- PROBLEM
The first line of the data below and every line after it, through the one with "Where can the leafy", must be transcribed without change.

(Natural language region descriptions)
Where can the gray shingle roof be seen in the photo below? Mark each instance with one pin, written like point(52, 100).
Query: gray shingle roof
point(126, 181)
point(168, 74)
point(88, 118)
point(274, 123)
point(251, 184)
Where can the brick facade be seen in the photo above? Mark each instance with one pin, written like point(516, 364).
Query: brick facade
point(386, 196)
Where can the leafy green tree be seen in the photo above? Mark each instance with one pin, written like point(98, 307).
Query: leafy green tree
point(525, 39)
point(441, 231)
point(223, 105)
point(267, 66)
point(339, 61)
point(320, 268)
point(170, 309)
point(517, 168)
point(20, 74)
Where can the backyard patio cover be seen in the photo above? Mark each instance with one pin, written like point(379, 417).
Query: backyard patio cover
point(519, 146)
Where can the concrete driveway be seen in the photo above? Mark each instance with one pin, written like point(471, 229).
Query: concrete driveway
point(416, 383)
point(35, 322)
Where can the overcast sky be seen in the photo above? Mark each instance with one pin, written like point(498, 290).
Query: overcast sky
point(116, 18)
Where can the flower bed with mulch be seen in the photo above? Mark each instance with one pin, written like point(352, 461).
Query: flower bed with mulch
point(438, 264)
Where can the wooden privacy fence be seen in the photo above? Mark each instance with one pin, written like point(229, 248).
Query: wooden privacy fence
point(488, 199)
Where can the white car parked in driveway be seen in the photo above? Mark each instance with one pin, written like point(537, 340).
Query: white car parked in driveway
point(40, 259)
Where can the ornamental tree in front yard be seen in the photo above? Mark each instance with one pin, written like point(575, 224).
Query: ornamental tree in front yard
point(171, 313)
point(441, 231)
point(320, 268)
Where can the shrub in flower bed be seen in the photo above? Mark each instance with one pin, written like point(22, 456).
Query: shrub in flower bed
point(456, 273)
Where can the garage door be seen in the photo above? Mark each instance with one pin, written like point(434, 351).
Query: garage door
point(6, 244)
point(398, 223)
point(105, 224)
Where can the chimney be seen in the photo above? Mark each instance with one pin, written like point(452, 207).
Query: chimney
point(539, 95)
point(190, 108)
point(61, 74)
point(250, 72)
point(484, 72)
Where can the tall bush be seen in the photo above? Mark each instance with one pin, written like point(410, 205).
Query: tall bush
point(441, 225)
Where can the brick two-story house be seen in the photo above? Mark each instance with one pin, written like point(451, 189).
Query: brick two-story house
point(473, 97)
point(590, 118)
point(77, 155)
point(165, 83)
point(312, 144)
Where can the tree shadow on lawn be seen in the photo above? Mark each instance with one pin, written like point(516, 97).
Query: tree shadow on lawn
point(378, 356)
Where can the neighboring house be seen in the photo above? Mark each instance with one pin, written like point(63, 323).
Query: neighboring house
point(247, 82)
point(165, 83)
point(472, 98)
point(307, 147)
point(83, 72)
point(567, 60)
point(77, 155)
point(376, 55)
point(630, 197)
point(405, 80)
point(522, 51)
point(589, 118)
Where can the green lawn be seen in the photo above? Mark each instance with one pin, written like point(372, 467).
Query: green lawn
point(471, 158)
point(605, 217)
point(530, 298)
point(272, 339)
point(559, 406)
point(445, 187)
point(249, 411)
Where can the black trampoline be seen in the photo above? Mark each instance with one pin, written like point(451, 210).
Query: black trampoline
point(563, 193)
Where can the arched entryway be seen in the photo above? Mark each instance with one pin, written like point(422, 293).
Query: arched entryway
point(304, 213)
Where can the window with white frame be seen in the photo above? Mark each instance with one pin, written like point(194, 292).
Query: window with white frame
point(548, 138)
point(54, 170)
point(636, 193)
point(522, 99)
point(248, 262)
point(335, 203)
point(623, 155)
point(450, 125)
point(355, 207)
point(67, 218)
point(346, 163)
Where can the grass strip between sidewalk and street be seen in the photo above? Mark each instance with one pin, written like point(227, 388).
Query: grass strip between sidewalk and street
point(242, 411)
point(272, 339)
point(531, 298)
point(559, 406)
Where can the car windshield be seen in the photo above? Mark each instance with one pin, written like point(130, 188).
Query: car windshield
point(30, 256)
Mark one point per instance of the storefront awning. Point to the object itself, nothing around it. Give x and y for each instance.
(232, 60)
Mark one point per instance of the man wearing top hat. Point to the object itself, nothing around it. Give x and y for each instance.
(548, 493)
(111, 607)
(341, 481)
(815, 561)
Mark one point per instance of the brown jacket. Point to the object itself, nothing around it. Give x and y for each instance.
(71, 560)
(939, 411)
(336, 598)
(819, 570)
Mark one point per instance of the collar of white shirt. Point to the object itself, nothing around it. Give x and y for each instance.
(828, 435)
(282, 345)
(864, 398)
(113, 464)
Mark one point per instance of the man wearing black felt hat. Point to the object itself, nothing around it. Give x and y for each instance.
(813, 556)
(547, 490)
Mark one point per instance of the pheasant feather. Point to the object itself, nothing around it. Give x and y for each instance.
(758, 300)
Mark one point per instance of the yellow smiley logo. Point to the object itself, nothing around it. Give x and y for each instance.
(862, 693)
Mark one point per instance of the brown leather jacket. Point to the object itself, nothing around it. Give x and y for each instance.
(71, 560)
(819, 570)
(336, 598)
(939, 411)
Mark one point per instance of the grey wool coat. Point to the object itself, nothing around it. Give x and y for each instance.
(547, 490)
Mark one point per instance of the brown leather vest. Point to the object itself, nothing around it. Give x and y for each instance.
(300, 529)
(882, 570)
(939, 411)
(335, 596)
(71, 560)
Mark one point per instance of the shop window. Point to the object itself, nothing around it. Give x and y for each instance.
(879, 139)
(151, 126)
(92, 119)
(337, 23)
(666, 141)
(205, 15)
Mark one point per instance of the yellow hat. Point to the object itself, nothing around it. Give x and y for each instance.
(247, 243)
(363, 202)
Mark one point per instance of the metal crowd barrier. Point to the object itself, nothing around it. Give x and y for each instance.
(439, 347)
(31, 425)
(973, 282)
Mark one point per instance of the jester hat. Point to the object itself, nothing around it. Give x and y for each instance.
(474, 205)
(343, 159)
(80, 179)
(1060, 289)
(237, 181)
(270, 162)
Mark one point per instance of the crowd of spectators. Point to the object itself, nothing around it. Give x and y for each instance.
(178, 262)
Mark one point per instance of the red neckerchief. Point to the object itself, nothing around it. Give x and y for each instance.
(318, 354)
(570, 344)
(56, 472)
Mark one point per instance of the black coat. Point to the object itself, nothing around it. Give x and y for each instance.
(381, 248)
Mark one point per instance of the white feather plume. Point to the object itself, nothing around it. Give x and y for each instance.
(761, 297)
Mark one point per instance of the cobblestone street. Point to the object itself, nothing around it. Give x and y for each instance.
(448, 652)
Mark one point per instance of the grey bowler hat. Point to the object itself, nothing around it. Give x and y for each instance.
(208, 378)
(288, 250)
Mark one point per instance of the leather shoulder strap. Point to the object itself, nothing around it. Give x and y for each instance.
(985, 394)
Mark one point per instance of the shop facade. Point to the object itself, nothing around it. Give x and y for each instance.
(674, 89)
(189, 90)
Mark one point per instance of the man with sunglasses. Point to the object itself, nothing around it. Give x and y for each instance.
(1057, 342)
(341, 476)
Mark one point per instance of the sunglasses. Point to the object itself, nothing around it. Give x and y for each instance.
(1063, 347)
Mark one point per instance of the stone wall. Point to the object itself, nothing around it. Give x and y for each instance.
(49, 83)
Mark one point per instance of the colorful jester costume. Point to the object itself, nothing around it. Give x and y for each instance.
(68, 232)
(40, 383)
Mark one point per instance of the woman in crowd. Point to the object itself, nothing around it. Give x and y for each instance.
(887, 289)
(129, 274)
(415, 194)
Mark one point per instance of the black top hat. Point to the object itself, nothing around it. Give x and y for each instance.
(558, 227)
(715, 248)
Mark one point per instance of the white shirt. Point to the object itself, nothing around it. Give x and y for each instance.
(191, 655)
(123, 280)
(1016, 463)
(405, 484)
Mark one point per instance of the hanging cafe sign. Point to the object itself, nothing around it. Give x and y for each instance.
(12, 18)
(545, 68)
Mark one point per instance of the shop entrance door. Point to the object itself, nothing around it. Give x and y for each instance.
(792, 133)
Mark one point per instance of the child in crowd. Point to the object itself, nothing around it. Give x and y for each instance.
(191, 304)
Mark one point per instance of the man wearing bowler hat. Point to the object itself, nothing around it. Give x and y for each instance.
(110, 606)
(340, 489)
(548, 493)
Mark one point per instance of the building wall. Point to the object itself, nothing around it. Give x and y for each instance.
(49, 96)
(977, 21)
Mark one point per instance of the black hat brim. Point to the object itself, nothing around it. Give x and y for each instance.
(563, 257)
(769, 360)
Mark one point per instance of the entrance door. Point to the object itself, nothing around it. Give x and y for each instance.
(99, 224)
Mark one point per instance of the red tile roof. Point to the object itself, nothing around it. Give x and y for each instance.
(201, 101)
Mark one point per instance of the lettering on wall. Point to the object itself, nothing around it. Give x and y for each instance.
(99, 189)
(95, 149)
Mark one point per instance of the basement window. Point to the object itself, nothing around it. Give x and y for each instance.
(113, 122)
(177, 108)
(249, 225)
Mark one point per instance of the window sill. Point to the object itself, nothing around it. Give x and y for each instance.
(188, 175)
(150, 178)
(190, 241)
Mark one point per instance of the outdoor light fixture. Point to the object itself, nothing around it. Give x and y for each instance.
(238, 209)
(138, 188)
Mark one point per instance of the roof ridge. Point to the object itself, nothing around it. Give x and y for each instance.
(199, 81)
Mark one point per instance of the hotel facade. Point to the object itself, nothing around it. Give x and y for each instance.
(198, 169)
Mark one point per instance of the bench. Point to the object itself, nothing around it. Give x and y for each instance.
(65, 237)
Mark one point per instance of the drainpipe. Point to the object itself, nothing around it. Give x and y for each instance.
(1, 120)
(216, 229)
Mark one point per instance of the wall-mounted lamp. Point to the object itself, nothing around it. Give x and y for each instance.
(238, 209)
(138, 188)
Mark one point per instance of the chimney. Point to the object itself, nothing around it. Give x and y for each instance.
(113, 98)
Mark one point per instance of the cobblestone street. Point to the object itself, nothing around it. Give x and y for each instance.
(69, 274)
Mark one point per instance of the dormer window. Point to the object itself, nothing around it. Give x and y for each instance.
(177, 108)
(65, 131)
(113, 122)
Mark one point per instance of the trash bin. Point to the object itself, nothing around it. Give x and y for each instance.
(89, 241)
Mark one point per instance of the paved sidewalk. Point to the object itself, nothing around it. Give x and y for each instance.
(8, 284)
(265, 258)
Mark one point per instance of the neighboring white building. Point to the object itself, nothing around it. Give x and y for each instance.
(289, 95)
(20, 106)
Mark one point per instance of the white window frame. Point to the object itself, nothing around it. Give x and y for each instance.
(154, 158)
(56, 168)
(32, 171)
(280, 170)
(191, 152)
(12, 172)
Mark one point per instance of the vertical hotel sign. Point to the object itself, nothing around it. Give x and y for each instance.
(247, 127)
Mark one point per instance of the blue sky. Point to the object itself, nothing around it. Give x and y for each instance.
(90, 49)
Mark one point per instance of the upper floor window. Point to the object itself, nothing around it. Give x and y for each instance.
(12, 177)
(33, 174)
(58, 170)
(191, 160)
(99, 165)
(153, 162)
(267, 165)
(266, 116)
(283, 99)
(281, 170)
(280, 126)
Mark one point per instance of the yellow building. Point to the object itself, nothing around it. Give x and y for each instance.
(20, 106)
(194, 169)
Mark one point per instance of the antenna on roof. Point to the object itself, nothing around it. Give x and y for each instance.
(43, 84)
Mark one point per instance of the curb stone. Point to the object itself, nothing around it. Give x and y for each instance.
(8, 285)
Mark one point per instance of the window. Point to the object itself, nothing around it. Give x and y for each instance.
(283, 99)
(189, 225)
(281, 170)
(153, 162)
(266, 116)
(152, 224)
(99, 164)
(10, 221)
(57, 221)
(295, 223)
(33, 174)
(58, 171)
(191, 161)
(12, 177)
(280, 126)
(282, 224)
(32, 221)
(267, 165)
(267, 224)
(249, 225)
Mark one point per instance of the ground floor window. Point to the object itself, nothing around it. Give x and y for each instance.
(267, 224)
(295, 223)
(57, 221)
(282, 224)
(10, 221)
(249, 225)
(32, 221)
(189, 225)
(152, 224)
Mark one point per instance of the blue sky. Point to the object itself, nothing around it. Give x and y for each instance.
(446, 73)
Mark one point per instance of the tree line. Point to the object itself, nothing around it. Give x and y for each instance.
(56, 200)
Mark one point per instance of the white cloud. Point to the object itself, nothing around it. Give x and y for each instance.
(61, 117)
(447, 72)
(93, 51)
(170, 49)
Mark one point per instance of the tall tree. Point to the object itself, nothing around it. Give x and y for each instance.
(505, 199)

- YOUR RESPONSE
Where can the gray shingle roof be seen in the photo below? Mark each instance with one pin, written like point(52, 100).
Query: gray shingle roof
point(126, 181)
point(168, 74)
point(88, 118)
point(274, 123)
point(251, 184)
Where can the brick facade be seen in the photo above? Mark each instance with one pin, written like point(516, 364).
Query: brick facade
point(386, 196)
Where can the leafy green tree be seen in the photo above? Mark each instance with one pin, written like point(98, 307).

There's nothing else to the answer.